WHAT TO DO »
Echo the data below word for word, from the line containing "Task: complete each" through the line containing "positive clicks: (165, 398) (163, 413)", including both of those lines.
BEGIN
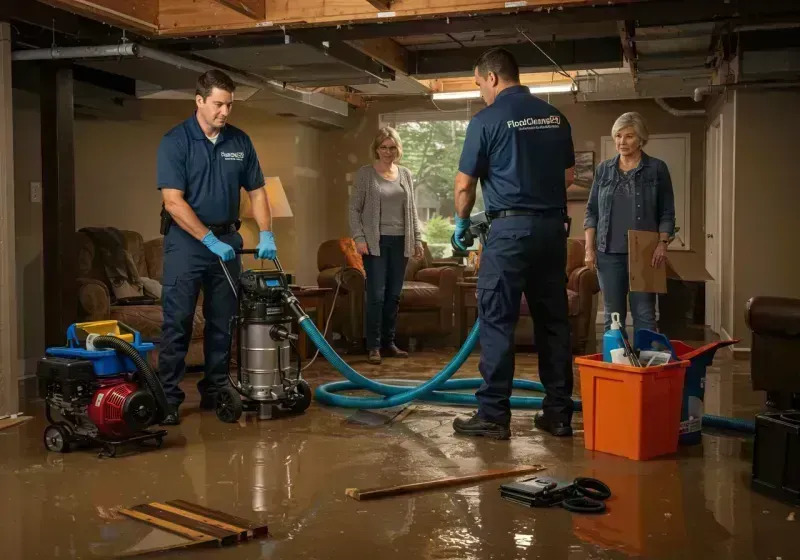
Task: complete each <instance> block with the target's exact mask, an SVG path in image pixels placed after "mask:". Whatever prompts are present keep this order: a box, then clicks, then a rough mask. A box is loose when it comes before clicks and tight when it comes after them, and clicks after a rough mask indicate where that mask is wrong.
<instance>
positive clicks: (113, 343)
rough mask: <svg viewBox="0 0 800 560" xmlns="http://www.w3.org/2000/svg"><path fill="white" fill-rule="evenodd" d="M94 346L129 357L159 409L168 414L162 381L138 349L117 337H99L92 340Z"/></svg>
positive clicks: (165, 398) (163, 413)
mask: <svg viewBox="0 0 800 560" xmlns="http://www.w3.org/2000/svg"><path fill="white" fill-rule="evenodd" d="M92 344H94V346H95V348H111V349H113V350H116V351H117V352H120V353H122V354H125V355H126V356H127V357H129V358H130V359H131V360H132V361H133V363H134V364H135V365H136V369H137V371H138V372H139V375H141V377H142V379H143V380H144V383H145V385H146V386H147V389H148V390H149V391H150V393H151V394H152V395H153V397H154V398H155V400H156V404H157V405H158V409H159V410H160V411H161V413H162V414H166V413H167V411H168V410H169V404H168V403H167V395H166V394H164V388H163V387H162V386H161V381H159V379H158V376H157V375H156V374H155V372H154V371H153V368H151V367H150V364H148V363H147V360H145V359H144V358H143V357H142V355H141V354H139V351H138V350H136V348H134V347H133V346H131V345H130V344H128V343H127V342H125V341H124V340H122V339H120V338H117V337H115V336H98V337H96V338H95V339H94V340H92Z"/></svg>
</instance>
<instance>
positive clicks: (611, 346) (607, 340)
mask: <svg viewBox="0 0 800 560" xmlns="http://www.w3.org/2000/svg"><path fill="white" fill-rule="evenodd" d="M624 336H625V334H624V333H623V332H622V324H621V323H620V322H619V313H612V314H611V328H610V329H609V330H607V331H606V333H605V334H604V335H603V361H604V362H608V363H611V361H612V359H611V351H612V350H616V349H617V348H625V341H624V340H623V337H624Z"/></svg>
END
BEGIN
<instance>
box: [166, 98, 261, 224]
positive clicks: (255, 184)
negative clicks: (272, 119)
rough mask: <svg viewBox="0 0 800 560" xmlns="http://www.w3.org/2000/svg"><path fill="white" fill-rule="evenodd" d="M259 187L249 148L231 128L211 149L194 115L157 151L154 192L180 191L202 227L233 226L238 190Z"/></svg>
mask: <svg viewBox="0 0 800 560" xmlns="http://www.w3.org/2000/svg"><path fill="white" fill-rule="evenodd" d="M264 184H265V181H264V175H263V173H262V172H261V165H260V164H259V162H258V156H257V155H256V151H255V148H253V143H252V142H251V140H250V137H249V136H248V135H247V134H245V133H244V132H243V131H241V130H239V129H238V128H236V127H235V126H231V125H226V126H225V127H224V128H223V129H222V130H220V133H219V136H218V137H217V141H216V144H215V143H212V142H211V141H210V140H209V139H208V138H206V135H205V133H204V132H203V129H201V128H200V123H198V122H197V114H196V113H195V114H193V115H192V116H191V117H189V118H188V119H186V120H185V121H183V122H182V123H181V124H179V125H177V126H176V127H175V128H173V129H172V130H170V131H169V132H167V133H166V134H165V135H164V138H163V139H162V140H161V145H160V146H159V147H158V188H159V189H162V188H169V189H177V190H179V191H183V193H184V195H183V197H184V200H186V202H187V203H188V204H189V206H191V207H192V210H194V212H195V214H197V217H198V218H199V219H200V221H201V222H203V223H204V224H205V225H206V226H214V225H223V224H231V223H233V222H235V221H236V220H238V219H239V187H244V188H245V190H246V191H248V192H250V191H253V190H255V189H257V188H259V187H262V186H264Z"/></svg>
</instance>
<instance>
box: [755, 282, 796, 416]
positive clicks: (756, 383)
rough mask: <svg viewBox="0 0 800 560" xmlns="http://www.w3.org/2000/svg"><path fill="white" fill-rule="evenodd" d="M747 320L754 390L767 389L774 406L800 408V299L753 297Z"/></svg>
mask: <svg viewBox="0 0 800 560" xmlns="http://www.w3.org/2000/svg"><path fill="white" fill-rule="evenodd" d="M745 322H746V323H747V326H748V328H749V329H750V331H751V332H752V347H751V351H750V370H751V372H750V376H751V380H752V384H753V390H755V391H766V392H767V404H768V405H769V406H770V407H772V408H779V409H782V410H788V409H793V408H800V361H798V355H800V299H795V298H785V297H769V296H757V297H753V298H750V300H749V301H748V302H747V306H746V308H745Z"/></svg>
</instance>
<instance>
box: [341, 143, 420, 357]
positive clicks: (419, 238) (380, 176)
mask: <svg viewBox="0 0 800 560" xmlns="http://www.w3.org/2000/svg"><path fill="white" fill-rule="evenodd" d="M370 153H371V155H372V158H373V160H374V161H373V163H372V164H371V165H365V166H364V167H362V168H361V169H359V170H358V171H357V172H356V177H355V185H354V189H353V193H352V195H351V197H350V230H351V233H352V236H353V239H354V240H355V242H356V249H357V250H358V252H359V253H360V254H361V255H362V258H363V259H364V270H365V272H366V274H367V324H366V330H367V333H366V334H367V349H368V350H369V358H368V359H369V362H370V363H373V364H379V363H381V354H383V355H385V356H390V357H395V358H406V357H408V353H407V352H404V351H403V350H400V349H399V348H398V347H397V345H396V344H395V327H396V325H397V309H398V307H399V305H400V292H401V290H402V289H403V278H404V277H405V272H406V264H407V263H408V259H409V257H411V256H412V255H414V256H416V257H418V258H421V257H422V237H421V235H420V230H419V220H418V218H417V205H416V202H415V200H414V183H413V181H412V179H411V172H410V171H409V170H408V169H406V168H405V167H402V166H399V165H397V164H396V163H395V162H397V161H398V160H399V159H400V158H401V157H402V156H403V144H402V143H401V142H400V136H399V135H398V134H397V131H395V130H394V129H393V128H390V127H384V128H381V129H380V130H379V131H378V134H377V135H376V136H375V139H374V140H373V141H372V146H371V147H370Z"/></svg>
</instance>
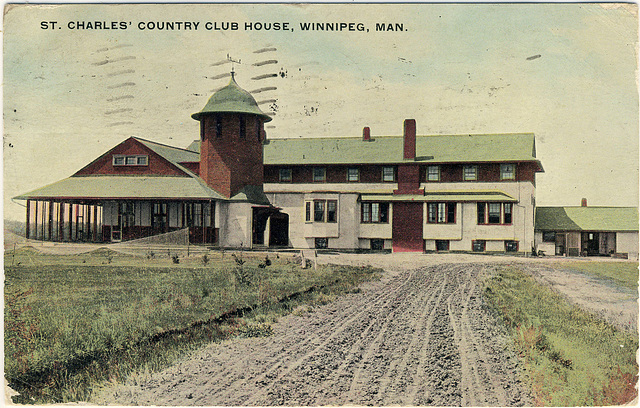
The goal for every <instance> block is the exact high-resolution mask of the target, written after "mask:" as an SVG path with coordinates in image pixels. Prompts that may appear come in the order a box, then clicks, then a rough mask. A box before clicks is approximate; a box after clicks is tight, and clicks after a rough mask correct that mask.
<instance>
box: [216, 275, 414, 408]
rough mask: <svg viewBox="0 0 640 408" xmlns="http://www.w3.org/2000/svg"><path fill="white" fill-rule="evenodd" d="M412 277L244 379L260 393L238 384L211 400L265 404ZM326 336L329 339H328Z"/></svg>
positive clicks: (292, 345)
END
BEGIN
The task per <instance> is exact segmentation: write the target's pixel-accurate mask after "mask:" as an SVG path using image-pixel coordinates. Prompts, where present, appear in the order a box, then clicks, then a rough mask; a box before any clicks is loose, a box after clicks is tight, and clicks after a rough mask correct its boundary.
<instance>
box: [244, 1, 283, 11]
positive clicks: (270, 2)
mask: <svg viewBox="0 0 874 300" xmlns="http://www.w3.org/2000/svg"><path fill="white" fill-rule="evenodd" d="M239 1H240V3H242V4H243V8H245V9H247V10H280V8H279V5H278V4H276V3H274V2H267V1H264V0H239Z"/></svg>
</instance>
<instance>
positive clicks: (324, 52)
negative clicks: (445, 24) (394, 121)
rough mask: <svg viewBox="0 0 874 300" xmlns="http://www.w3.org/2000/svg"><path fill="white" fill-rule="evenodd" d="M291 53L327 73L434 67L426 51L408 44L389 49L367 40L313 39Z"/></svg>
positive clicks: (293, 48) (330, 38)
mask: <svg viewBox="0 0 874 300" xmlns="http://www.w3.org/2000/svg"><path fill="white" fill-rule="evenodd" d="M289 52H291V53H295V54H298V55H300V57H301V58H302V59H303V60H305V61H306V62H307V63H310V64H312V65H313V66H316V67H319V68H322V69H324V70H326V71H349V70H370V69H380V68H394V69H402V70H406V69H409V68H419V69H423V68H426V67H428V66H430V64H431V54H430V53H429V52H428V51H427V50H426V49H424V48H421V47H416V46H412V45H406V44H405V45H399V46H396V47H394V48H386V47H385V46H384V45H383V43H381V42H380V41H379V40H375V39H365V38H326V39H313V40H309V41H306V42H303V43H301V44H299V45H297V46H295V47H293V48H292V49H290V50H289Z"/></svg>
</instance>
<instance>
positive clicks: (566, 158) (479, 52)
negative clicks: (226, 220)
END
EXPECTED OUTPUT »
Task: complete each <instance> block with the target's exact mask, an SVG path in image pixels placed after "mask:". Whatever prompts are present keep this order: a box, then clicks, then a rough mask. A box is loose when it comes before clicks and tight when it comes after them, and clicks after a rough mask indicate where that mask is wrong.
<instance>
positive clicks: (113, 343)
rough mask: <svg viewBox="0 0 800 560" xmlns="http://www.w3.org/2000/svg"><path fill="white" fill-rule="evenodd" d="M94 346L129 357L159 409L168 414L162 381L138 349L117 337H99L92 340Z"/></svg>
positive clicks: (165, 398) (163, 413)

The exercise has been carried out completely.